** RECORDS FOR THE EXERCISE follows **

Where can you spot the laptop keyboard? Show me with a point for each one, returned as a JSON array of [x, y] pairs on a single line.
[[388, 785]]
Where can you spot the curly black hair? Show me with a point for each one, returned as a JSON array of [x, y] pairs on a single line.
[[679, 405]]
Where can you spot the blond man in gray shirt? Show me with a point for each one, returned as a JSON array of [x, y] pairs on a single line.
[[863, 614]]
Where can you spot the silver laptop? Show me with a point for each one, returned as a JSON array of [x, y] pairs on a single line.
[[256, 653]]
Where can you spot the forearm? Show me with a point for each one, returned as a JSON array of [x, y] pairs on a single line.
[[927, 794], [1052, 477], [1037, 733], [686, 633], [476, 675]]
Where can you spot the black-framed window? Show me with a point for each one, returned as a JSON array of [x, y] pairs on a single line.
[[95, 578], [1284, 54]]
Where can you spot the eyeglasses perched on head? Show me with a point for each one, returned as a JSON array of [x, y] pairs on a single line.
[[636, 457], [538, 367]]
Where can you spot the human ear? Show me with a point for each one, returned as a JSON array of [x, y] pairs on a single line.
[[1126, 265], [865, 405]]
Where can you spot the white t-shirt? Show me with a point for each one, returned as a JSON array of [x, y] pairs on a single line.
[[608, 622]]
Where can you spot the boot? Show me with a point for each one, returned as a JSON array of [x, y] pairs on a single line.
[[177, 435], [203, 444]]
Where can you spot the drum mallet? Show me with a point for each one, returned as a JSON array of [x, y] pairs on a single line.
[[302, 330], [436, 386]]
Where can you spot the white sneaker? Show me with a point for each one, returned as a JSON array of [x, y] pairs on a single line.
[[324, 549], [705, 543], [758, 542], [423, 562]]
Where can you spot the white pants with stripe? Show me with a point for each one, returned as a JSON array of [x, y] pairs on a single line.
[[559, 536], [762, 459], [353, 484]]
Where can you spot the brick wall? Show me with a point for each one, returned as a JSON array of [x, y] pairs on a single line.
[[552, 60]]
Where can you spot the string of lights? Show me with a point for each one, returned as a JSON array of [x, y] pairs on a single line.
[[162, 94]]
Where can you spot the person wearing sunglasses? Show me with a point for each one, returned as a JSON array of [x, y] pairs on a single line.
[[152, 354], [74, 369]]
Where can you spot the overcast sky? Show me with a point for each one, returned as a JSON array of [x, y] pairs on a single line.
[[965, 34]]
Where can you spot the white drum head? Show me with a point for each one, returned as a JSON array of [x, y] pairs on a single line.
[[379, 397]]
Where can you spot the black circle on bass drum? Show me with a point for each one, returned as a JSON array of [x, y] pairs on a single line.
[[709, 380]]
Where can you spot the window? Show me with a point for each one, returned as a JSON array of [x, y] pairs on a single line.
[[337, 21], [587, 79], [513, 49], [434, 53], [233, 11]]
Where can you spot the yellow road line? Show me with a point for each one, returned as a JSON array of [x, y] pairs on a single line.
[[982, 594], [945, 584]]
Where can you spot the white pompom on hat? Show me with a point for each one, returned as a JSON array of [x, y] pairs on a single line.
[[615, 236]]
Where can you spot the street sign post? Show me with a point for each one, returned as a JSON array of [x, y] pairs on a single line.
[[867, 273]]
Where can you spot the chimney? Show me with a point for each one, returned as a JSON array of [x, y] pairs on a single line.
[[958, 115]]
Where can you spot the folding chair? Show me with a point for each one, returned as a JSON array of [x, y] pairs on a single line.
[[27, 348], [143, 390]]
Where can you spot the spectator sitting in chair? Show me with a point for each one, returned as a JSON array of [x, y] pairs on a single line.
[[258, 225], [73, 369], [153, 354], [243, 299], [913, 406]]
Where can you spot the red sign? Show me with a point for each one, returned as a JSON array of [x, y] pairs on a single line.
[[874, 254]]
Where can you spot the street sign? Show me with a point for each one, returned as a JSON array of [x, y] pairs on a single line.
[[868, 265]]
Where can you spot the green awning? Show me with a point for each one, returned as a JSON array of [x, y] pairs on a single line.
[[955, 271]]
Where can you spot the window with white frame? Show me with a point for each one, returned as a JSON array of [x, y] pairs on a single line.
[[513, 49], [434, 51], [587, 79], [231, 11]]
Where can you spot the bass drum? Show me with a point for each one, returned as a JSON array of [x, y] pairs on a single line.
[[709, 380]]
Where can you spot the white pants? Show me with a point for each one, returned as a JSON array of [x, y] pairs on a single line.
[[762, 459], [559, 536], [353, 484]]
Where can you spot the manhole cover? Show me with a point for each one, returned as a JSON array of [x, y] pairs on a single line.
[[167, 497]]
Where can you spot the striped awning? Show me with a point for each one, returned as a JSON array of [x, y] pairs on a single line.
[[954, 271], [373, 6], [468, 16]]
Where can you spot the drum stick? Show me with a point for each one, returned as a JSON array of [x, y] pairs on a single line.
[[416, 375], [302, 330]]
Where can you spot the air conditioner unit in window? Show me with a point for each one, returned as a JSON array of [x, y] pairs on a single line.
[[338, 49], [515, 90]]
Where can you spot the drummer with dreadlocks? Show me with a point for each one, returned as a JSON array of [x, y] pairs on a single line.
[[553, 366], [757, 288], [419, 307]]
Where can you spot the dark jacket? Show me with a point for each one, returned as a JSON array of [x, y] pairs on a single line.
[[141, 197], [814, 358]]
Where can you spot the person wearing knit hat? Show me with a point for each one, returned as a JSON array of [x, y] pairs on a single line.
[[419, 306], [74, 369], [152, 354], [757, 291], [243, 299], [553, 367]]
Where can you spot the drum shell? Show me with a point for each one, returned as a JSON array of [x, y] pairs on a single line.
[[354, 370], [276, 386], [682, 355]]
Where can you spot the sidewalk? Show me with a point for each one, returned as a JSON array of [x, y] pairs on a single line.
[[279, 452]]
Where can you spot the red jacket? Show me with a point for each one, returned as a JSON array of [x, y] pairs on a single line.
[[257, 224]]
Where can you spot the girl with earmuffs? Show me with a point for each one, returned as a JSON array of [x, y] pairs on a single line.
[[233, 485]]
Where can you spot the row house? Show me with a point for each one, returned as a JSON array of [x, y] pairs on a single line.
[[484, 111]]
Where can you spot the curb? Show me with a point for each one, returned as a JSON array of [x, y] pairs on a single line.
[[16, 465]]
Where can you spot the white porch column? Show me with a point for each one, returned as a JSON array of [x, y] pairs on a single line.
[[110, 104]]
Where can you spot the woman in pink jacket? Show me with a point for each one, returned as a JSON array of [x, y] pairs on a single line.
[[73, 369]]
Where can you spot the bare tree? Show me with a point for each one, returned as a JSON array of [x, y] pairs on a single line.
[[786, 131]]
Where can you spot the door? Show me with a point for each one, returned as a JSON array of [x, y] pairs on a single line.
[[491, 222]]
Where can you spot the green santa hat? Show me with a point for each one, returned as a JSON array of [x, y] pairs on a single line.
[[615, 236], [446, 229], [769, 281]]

** End of RECORDS FOR THE EXERCISE **

ASSIGNED TASK | Print out the entire listing above without any change.

REPLY TO THE TASK |
Where can you spot the laptop keyboard? Show me with a point for each one, returned as a JSON array of [x, y] pairs on a single line.
[[388, 785]]
Where can you spot the curly black hair? Show me with a point for each one, returned as a JSON array of [x, y] pairs on a single line.
[[679, 405]]
Where can you spot the blond man in gray shirt? Show me with a point for each one, returned as a JSON array of [x, y] pairs on a single line.
[[863, 614]]
Where can you spot the silver laptop? Show me with a point for each one, returned as a JSON array of [x, y] pairs on a single line.
[[256, 653]]
Where can you spot the forearm? Show me with a point for each one, returned as a JSON array of [x, y] pairs on a single line.
[[927, 794], [1052, 477], [1037, 733], [686, 633], [476, 675]]
Where can you spot the black-framed window? Show me with a point for each one, returned as a JSON array of [x, y] pairs on a single line.
[[95, 578], [1284, 54]]
Where can you spot the eyeglasses perched on head? Show me with a point for each one, returned as a JSON array of [x, y] pairs on a single line.
[[636, 457], [538, 367]]
Where can you spot the human ear? Show me with a point for each one, returned as a JSON array of [x, y] pairs on a single line.
[[1126, 265], [865, 405]]
Where can you spot the white t-shirt? Show me with a point for each one, returned as a JSON array of [x, y] pairs on a single line.
[[608, 622]]
Where can you spot the boot? Show me with a point for each one, returned as a JSON array of [x, y] pairs on a single line.
[[177, 435], [203, 444]]
Where can you spot the drum mallet? Show me with a point for each one, returned as a JSON array of [x, y] pairs on a single line.
[[302, 330], [436, 386]]
Where can you spot the white sneaker? Show me with a point for each one, returned as a JSON array of [x, y] pairs on a single line.
[[324, 549], [705, 543], [758, 542], [423, 562]]
Where can you spot the white pants with stripe? Show me with a point for each one, returned as a JSON array of [x, y] pairs on a single line.
[[559, 536], [762, 459], [353, 484]]
Where can you spot the brick wall? Show me with a point for each one, returned as a JSON array of [x, y] pairs on a single line.
[[552, 60]]
Where can you spot the string of lights? Show me with a point for each one, returned as a JSON array of [x, y] pairs on a single line.
[[162, 94]]
Where can you spot the person wearing sunglasses? Show me with a point for each one, returned as a JSON array of [x, y] pairs on a single line.
[[152, 354], [74, 369]]
Where can you spot the overcast sky? Show me with a point for each one, returned as a JSON array of [x, y] pairs on a single line.
[[965, 34]]
Where can you spot the white drum head? Show me with a point for each one, returned as a JSON array of [x, y] pairs on a single line.
[[379, 397]]
Where can you spot the black circle on bass drum? Show me with a point for each one, returned as a JSON array of [x, y] pairs on a single line.
[[709, 380]]
Where can you spot the window? Show me with a point for each one, returned as a JSON array of [x, y] pairs on a single line.
[[337, 21], [587, 79], [513, 49], [434, 53], [233, 11]]
Where can you spot the yellow road line? Show me with a point for each one, returned as a JSON array of [x, y] pairs on a single line.
[[982, 594], [945, 584]]
Where can you spot the white pompom on hat? Show me with a point for each one, returned as a JSON array of [x, y] pairs on a single line.
[[615, 236]]
Where can you spot the street sign post? Show me with a point for each one, returned as a JSON array of [x, y] pairs on a single line.
[[867, 273]]
Where can you spot the chimney? Show me with a point for each one, returned as a JSON array of [x, y] pairs on a single line.
[[958, 115]]
Where can you spot the folding chair? Show me with a point for each one, returned as a JSON array of [x, y] pairs on a single line.
[[27, 348], [143, 390]]
Where can you spot the spectator sitting in chair? Show me with a point for each one, returned as a JSON array of [x, y] pairs on a single line.
[[258, 225], [73, 369], [153, 354], [243, 299], [913, 406]]
Where can you spot the red sign? Show me with a point for each one, returned as a JSON array of [x, y] pairs on a single line.
[[874, 254]]
Where can you spot the street sign? Show me with a point for each one, returned as a JSON array of [x, y] pairs on a single line.
[[868, 265]]
Where can you spot the green awning? Show me with a point for each one, returned as a JSON array of [x, y] pairs on a single line.
[[955, 271]]
Where can you spot the window with white frame? Show me with a point for each one, returned as a JSON array of [x, y] pairs on a single line.
[[513, 49], [434, 51], [587, 79], [231, 11]]
Where can you spot the bass drum? Show me with a point for each one, returned as a JSON array of [x, y] pairs on a single line.
[[709, 380]]
Where can you spot the white pants? Show me with a point for each one, returned as a JSON array of [x, y] pairs on a single line.
[[762, 459], [559, 536], [353, 484]]
Where can you spot the manhole cover? Show me with a point for each one, returned as a JSON array of [x, y] pairs on a single line.
[[167, 497]]
Where can you spot the striped awning? Show me with a point for each one, returned as a JSON array of [x, y] pairs on a single line.
[[954, 271], [373, 6], [468, 16]]
Where can you spot the drum stick? Show me with a point for each one, returned as a JSON array of [x, y] pairs on a single line.
[[416, 375], [302, 330]]
Where can you spot the air conditioner unit in window? Show me with a point for each one, returned as a JSON array of [x, y] pairs on a single line.
[[338, 49], [515, 90]]
Where can you spot the drummer with dreadlocks? Show me with a point for each one, returned as a JSON array of [x, y] pairs on a single line.
[[553, 366], [757, 288], [419, 307]]
Where can you spot the dark jacket? Show me with a point for each one, returned as a JSON array of [x, y] pairs on a single line.
[[141, 197], [814, 358]]
Where can you spot the person wearing knit hat? Show me with a point for each one, returned as a JSON array of [x, y] pairs on a single line.
[[419, 306], [74, 369], [152, 354], [757, 291], [243, 299], [553, 367]]
Where can you spot the drum shell? Show me with a point for each one, returned as a JSON array of [x, y] pairs on a single line.
[[354, 370], [276, 386], [682, 355]]
Where can you spot the sidewalk? Show me with a point for each one, returned as a JSON array of [x, y] pairs on a single line.
[[279, 452]]
Where can you spot the red jacket? Show me with a point for each one, returned as a JSON array of [x, y] pairs on a single line.
[[257, 224]]
Where can you spot the girl with earmuffs? Show me with a point for each one, returned as a JSON array of [x, y] pairs on a single line.
[[233, 485]]
Where can you spot the row house? Show me with a point for each one, returned as a JSON array of [x, y] pairs on a single line.
[[484, 111]]
Where can you spot the curb? Show me with a point for each one, returned as a JSON array of [x, y] pairs on a single line.
[[16, 465]]
Where can you spot the white porch column? Show me with a point for each one, returned as a JSON array of [x, y] pairs on a single line.
[[110, 104]]
Where can you spot the woman in pink jacket? Show me with a point for each one, returned as a JSON array of [x, y] pairs on a single line.
[[73, 369]]
Where can you spot the bare tree? Show me with a point for each one, returned as a JSON array of [x, y] pairs on a single line.
[[786, 131]]
Where can you spot the door? Show me with a point for each one, returned as a JSON array of [x, y] pairs on a single line.
[[491, 222]]
Where can you spot the green santa hat? Show me with a point for each one, returned as a JSON array of [x, y] pairs on a single line.
[[615, 236], [446, 229], [769, 281]]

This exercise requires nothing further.